Extracted material: Begin

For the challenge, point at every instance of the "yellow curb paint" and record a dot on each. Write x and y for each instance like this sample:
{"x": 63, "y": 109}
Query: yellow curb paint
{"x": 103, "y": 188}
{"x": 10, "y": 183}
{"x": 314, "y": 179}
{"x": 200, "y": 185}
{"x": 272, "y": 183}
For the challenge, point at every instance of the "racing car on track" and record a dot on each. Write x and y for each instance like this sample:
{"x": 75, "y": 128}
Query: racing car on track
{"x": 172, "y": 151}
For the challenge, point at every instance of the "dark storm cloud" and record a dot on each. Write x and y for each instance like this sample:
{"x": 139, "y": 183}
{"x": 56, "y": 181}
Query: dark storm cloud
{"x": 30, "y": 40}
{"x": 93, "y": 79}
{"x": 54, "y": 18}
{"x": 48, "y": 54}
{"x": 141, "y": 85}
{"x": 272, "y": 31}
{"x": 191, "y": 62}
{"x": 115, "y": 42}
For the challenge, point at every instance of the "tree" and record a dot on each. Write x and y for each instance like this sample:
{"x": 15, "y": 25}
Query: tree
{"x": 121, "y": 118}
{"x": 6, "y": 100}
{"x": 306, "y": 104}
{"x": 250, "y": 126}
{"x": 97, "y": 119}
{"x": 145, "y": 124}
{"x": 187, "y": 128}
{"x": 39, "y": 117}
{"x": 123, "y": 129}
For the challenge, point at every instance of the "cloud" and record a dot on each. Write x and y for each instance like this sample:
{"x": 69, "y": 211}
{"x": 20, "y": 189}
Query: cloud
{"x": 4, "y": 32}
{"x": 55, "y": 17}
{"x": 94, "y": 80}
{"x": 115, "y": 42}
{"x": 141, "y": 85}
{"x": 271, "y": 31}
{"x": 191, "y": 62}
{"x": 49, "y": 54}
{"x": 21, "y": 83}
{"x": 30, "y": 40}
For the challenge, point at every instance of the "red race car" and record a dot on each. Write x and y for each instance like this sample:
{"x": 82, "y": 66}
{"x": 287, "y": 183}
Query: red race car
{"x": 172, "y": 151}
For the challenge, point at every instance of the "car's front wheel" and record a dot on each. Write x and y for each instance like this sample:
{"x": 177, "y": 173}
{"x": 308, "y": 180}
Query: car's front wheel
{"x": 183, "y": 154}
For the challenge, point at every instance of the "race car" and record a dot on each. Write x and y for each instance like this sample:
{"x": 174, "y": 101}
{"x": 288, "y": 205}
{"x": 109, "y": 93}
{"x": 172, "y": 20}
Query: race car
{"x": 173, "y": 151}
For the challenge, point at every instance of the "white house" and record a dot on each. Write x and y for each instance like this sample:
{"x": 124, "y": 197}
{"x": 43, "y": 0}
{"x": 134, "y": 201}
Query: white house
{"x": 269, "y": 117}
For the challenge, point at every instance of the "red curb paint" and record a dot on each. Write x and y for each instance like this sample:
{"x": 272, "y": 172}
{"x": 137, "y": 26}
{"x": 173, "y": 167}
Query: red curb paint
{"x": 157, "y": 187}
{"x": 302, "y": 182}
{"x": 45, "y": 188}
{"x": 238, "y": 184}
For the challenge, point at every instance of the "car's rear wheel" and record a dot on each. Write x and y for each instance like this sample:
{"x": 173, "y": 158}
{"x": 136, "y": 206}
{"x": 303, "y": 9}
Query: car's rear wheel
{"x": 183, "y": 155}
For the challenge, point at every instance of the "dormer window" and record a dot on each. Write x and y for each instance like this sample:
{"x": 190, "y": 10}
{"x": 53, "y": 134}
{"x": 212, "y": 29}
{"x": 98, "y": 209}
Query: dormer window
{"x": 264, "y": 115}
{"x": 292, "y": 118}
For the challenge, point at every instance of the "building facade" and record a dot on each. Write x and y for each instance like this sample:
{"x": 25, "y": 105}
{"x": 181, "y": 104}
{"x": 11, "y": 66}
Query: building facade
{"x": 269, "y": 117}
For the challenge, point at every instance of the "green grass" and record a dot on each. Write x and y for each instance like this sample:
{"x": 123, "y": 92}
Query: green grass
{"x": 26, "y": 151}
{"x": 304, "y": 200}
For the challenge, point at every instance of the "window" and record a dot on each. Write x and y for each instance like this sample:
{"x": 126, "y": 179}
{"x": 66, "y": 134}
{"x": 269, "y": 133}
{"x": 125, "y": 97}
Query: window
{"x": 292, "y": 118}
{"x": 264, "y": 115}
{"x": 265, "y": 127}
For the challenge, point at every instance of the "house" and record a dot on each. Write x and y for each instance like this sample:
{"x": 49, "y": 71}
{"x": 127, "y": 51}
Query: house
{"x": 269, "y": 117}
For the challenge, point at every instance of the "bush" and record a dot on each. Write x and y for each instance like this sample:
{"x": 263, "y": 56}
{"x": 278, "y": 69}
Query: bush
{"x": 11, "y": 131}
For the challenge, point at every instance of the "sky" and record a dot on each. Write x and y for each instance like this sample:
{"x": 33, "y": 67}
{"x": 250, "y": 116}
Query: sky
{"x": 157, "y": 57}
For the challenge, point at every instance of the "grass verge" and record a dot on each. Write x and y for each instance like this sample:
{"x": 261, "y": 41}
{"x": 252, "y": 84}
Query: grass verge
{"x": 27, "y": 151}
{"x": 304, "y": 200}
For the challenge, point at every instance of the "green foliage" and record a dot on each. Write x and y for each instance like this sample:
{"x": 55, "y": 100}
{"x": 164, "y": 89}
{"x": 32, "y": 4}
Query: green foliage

Extracted material: End

Task statement -
Across the entries above, how many lines include the word "foliage"? Give only the number.

Solution for this task -
2